Please list every line of the records below that contains the string "monitor", and treat uppercase and lowercase as different.
== Data shown
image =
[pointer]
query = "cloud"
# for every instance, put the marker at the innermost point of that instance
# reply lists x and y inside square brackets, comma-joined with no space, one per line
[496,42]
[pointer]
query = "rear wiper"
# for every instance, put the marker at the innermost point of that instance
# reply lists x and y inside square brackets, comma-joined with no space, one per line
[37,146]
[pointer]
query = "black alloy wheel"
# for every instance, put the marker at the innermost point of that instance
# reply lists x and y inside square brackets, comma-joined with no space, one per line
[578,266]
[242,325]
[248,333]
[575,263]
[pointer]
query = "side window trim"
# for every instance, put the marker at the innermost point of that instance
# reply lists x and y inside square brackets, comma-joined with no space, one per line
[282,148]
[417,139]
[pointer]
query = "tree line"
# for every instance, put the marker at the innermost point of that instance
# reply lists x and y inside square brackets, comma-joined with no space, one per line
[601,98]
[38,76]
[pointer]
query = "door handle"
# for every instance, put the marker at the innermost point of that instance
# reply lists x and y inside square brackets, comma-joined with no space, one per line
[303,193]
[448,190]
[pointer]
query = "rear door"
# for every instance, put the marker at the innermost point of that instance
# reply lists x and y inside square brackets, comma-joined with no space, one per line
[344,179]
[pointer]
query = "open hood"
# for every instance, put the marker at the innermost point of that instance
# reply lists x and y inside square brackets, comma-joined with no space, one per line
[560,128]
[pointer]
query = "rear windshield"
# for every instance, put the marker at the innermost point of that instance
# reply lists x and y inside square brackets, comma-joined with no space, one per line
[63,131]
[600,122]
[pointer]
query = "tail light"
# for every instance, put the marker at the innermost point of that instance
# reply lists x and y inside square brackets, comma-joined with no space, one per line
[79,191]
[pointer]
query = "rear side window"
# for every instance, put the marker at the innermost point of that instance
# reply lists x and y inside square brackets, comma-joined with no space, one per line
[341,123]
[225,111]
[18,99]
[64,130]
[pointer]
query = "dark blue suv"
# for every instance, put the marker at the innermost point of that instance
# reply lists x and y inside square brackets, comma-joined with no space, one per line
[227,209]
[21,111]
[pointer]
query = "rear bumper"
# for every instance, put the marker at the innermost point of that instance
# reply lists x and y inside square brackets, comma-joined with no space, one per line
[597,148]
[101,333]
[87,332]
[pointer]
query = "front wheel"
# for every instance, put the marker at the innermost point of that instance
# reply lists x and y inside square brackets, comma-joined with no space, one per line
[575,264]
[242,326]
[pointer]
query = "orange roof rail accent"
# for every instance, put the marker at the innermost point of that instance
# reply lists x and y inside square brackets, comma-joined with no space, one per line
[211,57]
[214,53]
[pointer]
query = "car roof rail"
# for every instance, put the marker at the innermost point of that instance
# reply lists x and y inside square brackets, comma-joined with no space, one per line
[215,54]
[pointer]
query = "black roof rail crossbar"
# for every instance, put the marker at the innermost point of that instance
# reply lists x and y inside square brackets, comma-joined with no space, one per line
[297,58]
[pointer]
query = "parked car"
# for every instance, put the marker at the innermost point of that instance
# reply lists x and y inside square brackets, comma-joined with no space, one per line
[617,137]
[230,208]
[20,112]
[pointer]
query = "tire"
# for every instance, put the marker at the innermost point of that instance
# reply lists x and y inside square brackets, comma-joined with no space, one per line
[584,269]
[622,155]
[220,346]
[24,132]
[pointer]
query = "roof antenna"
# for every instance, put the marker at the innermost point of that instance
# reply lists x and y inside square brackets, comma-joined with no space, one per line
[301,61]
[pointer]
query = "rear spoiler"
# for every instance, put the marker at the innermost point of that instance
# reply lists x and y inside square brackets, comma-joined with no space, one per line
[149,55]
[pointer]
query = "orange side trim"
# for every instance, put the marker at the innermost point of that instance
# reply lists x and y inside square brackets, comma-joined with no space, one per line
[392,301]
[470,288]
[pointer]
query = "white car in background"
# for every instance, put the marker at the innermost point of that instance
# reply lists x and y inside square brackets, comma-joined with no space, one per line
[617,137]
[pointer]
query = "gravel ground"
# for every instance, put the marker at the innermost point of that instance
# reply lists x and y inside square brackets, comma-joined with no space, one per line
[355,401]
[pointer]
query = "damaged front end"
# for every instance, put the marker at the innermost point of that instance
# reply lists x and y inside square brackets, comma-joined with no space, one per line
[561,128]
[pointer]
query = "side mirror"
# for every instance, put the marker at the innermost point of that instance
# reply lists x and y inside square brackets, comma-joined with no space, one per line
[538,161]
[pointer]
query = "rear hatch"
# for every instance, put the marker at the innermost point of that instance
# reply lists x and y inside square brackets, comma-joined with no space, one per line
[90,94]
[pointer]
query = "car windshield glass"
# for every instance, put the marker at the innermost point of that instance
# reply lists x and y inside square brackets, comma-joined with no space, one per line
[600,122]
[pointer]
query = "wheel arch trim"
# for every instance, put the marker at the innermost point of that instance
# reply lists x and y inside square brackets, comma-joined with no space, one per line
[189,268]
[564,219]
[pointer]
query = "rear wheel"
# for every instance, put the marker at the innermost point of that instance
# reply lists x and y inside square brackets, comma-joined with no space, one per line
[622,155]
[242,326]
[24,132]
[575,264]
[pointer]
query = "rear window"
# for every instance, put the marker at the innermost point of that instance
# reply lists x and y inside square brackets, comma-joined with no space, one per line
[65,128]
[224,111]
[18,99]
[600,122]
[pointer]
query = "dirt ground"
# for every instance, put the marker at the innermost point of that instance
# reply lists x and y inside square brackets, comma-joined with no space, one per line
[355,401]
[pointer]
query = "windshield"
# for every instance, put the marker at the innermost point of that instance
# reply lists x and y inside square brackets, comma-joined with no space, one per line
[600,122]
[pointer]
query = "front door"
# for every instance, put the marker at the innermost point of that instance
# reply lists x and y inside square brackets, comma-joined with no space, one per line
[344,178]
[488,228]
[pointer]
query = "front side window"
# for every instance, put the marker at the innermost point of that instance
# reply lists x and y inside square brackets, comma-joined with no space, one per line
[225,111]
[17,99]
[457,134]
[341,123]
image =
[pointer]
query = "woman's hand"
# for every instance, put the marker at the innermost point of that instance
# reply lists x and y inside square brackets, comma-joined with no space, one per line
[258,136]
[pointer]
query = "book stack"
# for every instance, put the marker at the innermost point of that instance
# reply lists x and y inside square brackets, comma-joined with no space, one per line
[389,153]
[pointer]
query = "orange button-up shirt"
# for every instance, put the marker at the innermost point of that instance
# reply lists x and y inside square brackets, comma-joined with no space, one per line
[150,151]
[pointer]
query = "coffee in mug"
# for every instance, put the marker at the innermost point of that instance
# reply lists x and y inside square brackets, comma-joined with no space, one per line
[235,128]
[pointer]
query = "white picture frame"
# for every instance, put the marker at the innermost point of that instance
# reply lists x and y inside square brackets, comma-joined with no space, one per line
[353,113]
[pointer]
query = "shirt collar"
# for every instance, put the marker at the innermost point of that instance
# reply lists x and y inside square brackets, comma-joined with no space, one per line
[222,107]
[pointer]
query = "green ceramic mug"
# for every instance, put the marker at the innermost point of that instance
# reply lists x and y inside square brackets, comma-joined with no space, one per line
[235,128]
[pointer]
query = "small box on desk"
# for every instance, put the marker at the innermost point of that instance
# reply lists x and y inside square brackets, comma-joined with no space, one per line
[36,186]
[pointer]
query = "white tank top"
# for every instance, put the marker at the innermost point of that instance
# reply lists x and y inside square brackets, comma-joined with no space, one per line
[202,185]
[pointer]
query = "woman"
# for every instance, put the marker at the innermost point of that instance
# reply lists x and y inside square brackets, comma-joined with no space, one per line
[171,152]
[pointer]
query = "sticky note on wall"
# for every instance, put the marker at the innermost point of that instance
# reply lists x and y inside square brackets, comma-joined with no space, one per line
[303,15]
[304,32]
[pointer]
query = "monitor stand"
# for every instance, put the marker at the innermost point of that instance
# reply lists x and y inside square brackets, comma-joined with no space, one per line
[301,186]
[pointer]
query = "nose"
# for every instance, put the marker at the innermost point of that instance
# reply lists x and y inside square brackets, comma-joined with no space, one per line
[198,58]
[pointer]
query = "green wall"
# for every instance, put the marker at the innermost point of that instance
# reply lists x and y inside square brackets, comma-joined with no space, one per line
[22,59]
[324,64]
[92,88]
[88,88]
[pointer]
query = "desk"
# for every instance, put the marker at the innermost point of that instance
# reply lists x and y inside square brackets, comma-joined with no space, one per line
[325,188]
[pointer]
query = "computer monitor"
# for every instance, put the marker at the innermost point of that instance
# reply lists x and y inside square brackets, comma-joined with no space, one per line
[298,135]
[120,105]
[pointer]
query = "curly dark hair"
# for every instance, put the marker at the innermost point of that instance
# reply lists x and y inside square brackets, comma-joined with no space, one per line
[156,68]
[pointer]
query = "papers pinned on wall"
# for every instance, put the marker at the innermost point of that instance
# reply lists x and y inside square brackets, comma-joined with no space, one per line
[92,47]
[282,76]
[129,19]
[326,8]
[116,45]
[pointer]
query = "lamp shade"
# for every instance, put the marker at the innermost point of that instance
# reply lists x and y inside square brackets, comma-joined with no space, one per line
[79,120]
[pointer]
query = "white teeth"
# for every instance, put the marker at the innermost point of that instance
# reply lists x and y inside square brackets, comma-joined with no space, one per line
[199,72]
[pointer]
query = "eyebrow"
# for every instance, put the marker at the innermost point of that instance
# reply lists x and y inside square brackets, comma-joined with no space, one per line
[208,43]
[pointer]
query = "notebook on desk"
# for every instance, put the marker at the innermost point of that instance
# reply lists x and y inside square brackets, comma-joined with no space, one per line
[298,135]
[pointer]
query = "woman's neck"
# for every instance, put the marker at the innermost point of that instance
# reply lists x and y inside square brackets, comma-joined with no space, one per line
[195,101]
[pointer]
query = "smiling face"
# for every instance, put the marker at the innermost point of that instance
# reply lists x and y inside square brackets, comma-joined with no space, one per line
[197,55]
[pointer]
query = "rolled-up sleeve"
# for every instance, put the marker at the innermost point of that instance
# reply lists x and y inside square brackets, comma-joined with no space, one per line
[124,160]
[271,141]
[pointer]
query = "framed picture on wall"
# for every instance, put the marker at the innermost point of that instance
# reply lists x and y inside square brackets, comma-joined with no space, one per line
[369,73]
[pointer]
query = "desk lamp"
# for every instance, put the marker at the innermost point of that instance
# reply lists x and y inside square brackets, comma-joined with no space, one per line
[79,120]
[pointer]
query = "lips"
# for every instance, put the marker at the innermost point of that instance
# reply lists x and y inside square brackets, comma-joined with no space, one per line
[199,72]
====
== Data shown
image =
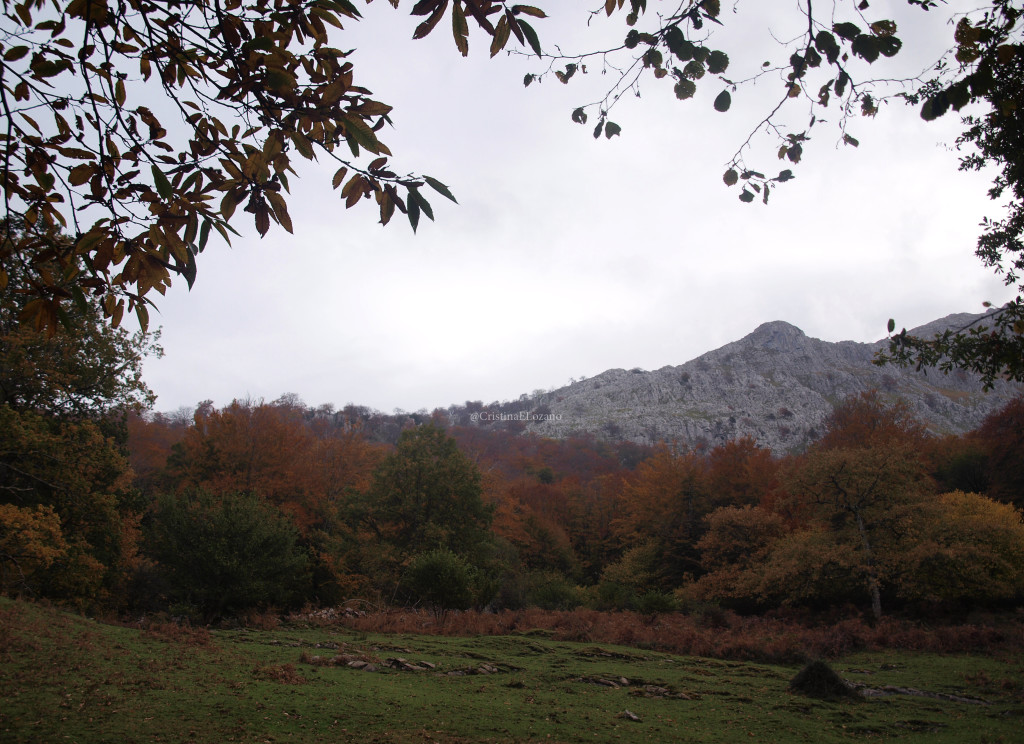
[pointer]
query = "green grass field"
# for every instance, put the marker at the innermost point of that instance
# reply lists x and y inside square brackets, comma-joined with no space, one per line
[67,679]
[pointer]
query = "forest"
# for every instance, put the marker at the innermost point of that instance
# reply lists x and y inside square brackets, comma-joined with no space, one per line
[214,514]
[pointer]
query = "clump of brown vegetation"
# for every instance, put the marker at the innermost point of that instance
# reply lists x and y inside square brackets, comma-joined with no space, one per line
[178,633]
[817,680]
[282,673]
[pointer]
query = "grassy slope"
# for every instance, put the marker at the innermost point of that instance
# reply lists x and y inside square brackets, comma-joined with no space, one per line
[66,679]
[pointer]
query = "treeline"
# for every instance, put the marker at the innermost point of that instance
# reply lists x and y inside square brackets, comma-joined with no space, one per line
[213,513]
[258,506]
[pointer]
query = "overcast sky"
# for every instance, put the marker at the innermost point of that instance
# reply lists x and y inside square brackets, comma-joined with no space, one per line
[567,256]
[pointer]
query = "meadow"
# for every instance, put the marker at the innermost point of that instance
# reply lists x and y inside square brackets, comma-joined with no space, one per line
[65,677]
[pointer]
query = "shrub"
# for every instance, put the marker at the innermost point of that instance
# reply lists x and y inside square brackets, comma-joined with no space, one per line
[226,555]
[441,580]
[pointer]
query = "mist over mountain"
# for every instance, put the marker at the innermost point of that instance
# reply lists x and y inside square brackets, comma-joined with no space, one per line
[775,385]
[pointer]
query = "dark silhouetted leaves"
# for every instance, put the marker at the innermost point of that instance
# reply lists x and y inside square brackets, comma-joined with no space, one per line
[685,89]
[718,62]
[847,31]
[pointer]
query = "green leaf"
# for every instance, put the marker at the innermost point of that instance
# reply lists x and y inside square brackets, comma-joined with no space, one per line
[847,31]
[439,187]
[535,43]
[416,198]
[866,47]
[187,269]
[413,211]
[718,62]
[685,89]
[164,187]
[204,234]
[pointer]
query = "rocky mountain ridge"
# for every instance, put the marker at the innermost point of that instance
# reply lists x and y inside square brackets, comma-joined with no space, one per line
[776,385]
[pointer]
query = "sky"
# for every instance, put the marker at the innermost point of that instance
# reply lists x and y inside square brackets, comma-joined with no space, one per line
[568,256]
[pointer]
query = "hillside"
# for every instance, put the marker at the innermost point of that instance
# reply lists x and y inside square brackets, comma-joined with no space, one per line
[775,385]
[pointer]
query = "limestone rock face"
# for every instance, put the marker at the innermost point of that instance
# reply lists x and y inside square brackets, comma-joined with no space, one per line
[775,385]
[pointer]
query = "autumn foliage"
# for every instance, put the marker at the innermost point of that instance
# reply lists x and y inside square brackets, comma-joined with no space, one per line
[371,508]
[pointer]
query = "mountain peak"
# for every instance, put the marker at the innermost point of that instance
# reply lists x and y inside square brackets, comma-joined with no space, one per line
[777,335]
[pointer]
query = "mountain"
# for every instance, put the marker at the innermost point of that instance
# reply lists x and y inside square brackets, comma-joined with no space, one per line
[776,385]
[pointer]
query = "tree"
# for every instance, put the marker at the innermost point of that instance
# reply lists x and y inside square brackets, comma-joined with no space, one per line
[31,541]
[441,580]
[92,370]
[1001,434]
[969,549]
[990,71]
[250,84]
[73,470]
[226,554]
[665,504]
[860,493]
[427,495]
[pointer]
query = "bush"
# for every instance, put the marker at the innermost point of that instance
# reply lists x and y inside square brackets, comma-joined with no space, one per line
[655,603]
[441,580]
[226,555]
====
__Problem solution__:
query = "monitor stand"
query = "computer monitor"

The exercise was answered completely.